John Bagnariol (ca. 1932-2009), a powerful Democratic Representative from Renton, first introduced legislation to ban pay toilets during the 1975 legislative session after stopping at a Snoqualmie Pass service station that had a coin-operated toilet-stall lock. Later accounts suggest that "Baggy," as he was often known, did not have the right change at his time of need, but he told reporters at the time that "he had a dime -- but wondered what would happen if he didn't" (Hannula).

Although observers assumed that Baggy’s pay toilet ban would pass easily, in 1975 it never made it out of the Senate Social and Health Services Committee chaired by Democrat William "Big Daddy" Day of Spokane. While Bagnariol's proposal was viewed favorably, attracting more attention -- and inspiring more jokes -- than most bills, it had no organized support. And there was organized opposition. Nik-O-Lok, an Indianapolis company with a Bellevue branch, which earned about $25,000 annually from coin locks at nearly 100 restrooms around Washington, hired vending-machine association lobbyist Dick Matheson to work against the ban. The bill died in committee.

Two years later, in the next Legislative session, Bagnariol tried again. By then he had risen to become Speaker of the state House of Representatives. Since the speaker does not sponsor bills, Bagnariol's fellow Democrat, Representative John Fischer of Everett, introduced House Bill No. 675, which would have made it "unlawful for any place of public resort, accommodation, assemblage, or amusement located in this state to have any pay toilet on its premises." Thirty-two representatives joined Fischer in sponsoring the bill.

"Equal Potty Rights"

Despite the large number of co-sponsors, an outright ban on pay toilets did not pass. Instead, in what may have been a compromise with the pay-toilet industry, the House Committee on Social and Health Services recommended a substitute bill that allowed coin lock controls on toilet stalls if at least one half of the "toilet units" in any public restroom were free and mandated that if coin locks were placed on restroom entry doors, keys be provided without charge when requested, with notice as to their availability posted on the door.

## [SUPPLIED DATA]

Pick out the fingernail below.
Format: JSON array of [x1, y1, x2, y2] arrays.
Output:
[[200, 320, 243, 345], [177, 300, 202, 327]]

## [LIST OF TASKS]
1 > In the pay-toilet passage, what bill number did Representative John Fischer introduce?
2 > Edit the pay-toilet passage: give the part that opens with the words containing "Despite the large" and closes with "on the door.", replacing "compromise" with "settlement".

## [SOLUTIONS TO THE TASKS]
1 > House Bill No. 675

2 >
Despite the large number of co-sponsors, an outright ban on pay toilets did not pass. Instead, in what may have been a settlement with the pay-toilet industry, the House Committee on Social and Health Services recommended a substitute bill that allowed coin lock controls on toilet stalls if at least one half of the "toilet units" in any public restroom were free and mandated that if coin locks were placed on restroom entry doors, keys be provided without charge when requested, with notice as to their availability posted on the door.